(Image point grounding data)
++++++++++

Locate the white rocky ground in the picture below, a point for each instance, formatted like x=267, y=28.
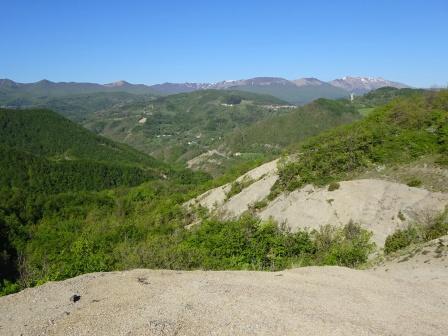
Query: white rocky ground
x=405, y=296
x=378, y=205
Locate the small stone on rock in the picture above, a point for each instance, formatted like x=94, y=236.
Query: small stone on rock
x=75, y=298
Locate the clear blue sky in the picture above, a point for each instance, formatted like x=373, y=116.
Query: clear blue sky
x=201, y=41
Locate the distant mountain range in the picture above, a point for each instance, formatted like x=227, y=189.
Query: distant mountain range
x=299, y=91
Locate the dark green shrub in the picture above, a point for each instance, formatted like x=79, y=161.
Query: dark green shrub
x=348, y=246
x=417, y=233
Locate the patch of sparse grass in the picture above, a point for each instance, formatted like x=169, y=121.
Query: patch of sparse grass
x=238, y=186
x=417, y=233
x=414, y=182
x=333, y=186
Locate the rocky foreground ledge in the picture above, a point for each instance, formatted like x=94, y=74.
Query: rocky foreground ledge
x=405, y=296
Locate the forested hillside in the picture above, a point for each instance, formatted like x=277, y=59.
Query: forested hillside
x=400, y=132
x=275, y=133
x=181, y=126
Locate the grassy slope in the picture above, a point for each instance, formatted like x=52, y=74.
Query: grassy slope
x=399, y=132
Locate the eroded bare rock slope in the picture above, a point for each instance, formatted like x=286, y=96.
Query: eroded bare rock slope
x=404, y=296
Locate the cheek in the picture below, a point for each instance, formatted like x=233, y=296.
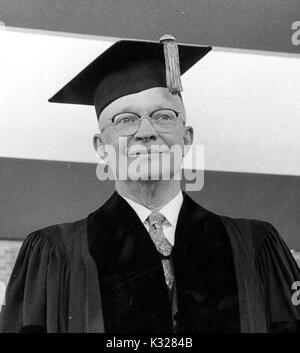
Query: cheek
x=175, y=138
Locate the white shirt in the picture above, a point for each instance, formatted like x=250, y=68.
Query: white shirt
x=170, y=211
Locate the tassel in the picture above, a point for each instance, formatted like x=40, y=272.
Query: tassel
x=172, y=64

++++++++++

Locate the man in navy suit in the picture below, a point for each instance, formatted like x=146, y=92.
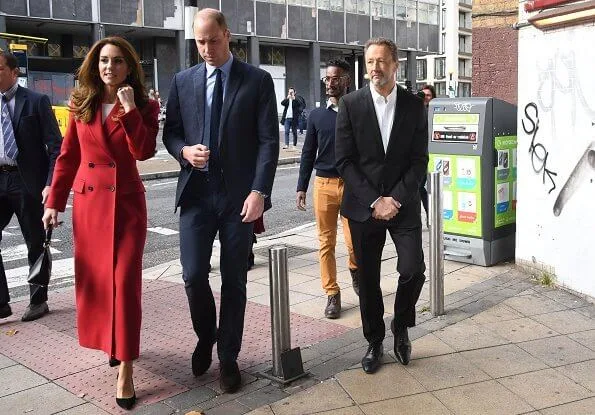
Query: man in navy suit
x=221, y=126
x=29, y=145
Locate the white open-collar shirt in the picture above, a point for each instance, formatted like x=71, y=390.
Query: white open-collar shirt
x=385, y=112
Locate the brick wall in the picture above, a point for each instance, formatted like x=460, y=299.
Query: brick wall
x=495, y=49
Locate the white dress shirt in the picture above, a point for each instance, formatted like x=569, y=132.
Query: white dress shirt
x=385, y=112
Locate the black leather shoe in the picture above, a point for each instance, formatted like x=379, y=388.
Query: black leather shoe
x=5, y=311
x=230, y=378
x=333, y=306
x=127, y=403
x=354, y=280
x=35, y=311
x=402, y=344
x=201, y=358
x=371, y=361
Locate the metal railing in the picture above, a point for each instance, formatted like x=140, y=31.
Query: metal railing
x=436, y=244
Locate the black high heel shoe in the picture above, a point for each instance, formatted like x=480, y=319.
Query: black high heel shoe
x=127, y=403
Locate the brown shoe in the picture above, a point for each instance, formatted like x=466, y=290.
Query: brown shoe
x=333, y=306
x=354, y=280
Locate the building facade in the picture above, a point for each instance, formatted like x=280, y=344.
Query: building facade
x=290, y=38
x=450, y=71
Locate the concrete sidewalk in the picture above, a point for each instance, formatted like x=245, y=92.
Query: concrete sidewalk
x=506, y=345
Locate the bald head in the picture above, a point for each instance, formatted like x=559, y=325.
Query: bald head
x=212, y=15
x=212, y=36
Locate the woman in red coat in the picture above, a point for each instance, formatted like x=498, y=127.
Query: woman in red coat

++++++++++

Looking at the data above, show all lines where the word "below" occurs.

Locate the white rocky ground in the picture below, a point for each instance, formatted like x=267, y=28.
Locate the cheek in the picture below, a point for each instance, formatted like x=233, y=296.
Locate the man in navy suit in the picture below, a point for each instance, formatted like x=146, y=92.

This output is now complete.